*To do*.
1. Print the passage from the transcript on teaching statistics that opens with the words containing "[00:14:27] David: Yeah." and closes with "in approaching this.".
2. In the transcript on teaching statistics, what aspect of standard deviation is the person coming out of a statistics PhD said to have understood?

*Text block*.
/---

And this is something where, of course it becomes actually very problematic when your support staff who are supposed to be the knowledgeable people in statistics and data have basic gaps in their understanding compared to the people they’re supporting. This is a scenario that we find quite a lot, as people who play the role supporting researchers who are using data in their daily life, I’ve often been confronted by elements, which researchers who I’m supporting take for granted.
And they have language that they assume I, as the statistician would just be familiar with because it’s the language that they use and I have to stop them and say, wait a second, I’m sorry, I don’t know what you mean by that. What? You don’t know what, but that’s a statistical term, and I say yes it is, but I’m afraid I don’t know what it is. And so I have to go back and I look it up and say, oh, okay, I understand what it means, but it is not something I’m familiar with.
And it’s not just the terms, what we found is that there’s actual gaps in people’s understanding. Just as you found for yourself coming out of a statistics PhD, where the deeper meaning of standard deviation, that interpretation of standard deviation, the usefulness of it as a quantity to communicate was sort of lost. You understood the formula, but actually that ability to estimate it was not something which was natural to you. Whereas somebody who uses it regularly to compare it is natural, it has meaning.
[00:12:40] Lily: Yeah. And so in a way, coming back to teaching statistics from the data up one outcome of it is having that better context, or I guess you’ve seen, you’ve been taught something in a way, like how when I came across multi-level data, I was like, oh, I’ve heard this term, multi-level data before, or I’ve heard this term standard deviation before say, then just realising, oh, is that it? Is something I think comes out a lot more naturally when teaching from the data up.
[00:13:14] David: Let’s come back to what this means. So if you start with the data, and then you are building up understanding from the data, and you are then coming across the methods that you need as the data requires them, then this becomes something which is much more natural to then actually ask the question, and literally ask the question what is the statistical process I’m using telling me about my data?
You’re not starting with the method and then saying, which example do I have which helps me to understand the method, you are actually stating, okay, from this data, which methods do I need to answer the questions that I have about my data?
[00:14:03] Lily: Yeah. I see. And in the past, because you’ve been taught from a data led way, you’ve done these methods and that method, so you can apply that.
[00:14:12] David: You’ve been taught, you mean from a methods approach?
[00:14:15] Lily: Yes. Sorry.
[00:14:17] David: Yeah.
[00:14:17] Lily: In the past you’ve been taught from a methods approach, and that resonates quite deeply, that saying of, okay, which example have I used that fits this data?
[00:14:27] David: Yeah. And does the data I have fit the method or not? And what do I need to look at? Whereas actually it can be much more natural the other way on. However, don’t get me wrong, there’s challenges in this and the New Zealand example is wonderful for this, that they’re far ahead in approaching this.

\---

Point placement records

/---

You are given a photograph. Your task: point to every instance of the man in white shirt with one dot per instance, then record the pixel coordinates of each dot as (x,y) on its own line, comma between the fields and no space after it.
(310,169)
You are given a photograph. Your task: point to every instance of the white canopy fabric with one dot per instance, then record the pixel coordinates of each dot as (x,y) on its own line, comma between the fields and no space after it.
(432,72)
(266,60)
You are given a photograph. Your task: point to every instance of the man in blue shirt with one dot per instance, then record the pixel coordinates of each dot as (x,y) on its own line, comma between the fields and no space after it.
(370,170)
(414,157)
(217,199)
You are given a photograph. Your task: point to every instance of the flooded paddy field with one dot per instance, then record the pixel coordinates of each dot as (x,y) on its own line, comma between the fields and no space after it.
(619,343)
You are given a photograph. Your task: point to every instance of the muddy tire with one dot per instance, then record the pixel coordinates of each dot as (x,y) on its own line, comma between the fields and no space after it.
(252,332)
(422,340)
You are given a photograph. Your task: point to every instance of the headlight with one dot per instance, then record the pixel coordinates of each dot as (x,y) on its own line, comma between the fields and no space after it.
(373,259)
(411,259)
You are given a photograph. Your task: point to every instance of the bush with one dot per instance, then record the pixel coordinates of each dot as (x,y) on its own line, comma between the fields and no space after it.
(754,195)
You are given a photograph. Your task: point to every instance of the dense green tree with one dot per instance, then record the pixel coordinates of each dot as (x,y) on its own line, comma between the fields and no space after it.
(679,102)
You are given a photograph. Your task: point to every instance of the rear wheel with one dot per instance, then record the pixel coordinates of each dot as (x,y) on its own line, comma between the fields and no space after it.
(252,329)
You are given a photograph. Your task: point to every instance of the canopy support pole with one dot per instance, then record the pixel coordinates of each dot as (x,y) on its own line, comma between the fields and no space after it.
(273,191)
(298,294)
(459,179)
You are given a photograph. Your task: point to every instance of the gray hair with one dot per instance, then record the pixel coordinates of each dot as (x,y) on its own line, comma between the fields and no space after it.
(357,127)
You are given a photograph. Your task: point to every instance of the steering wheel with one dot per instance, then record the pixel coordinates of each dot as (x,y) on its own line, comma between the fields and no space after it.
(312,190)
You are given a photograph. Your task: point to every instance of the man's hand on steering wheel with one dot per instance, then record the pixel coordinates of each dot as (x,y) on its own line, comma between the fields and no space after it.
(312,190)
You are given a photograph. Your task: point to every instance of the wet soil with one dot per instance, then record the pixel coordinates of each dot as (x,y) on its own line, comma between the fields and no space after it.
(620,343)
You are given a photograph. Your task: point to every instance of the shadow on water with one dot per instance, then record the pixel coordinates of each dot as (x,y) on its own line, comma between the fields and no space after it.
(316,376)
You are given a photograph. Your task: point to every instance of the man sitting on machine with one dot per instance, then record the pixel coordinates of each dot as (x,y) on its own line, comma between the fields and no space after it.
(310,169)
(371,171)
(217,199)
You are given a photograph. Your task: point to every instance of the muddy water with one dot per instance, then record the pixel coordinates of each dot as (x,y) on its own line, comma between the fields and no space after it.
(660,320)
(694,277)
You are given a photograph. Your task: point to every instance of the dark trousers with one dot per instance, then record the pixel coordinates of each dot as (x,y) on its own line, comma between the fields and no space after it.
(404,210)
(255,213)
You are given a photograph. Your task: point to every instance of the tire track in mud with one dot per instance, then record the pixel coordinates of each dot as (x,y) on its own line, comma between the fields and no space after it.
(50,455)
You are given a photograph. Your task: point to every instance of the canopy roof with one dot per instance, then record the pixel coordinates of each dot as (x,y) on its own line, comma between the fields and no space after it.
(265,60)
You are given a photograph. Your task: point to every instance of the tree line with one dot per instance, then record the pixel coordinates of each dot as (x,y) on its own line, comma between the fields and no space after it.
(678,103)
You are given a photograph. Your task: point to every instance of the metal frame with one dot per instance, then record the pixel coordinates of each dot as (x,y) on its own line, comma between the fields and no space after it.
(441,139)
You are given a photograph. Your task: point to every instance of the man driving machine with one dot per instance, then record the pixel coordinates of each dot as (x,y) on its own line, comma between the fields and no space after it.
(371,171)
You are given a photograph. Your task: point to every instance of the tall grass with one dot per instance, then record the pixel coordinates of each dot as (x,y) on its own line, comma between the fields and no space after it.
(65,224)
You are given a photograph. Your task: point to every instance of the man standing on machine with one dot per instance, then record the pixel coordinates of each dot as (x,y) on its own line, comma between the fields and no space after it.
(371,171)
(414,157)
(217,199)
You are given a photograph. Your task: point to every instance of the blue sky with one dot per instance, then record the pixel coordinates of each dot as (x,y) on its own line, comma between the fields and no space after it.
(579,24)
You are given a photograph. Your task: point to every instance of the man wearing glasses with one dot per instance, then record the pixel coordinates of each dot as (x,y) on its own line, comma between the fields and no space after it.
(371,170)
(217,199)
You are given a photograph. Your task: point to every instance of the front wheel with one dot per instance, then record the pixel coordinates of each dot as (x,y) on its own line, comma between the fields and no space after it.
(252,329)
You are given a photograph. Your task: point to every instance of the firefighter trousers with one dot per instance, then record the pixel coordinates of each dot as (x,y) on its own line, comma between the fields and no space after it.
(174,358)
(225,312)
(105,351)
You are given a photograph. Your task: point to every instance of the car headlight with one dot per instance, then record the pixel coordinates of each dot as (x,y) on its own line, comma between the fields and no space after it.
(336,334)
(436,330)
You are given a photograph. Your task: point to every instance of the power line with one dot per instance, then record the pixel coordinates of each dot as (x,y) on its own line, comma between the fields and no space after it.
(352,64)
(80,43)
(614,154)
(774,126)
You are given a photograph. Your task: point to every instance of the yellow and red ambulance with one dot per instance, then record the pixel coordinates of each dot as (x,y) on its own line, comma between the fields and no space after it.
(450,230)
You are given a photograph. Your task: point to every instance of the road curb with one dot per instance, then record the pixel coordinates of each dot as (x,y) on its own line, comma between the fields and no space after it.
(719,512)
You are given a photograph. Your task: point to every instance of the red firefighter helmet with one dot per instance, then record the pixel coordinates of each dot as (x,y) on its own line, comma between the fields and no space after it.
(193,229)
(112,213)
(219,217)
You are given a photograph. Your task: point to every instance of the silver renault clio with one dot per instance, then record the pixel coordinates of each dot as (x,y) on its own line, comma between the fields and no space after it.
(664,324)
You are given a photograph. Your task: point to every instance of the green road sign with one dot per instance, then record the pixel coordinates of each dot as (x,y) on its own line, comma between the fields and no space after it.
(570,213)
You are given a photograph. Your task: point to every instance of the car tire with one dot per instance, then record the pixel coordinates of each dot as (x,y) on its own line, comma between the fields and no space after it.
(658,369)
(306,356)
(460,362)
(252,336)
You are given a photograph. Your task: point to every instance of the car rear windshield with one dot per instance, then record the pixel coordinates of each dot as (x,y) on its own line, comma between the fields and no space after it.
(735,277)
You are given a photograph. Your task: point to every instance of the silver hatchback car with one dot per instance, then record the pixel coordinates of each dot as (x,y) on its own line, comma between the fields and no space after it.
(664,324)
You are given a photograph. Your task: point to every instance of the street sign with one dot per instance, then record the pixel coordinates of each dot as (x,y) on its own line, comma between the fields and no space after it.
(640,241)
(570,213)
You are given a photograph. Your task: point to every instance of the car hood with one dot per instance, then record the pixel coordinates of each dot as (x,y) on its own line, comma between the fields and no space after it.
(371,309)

\---

*Answers to the tasks*.
1.
[00:14:27] David: Yeah. And does the data I have fit the method or not? And what do I need to look at? Whereas actually it can be much more natural the other way on. However, don’t get me wrong, there’s challenges in this and the New Zealand example is wonderful for this, that they’re far ahead in approaching this.

2. The formula.